<<<<

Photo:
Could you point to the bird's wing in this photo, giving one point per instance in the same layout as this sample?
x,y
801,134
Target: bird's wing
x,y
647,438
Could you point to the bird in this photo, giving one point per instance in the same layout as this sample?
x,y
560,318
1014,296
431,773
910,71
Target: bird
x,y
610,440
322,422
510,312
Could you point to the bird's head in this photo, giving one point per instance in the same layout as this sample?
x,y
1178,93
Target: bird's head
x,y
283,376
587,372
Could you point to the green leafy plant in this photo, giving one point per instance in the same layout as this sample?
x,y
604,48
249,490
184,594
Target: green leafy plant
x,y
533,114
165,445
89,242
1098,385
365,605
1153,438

>>>>

__Work to do__: From the records above, extract every entry verbatim.

__Result of the task__:
Photo:
Could you point to the bird's wing in this photo, giving one point per instance in the same layout as this sample?
x,y
801,134
Target: bird's wing
x,y
647,438
Could you point to the bird in this photo, giving one point per instance in the same layout as this sample?
x,y
560,318
1014,296
431,773
910,71
Target: bird
x,y
610,440
322,422
510,312
Could you point to the bird's head in this photo, giving one point per instance in the same layout as this sample?
x,y
1178,93
Target: bird's head
x,y
283,376
587,372
Could you point to the green leafy plant in this photo, giving one point per instance in the same layout as this sample?
x,y
604,48
249,490
184,594
Target: green leafy plant
x,y
533,114
165,445
89,242
1098,385
365,605
1153,438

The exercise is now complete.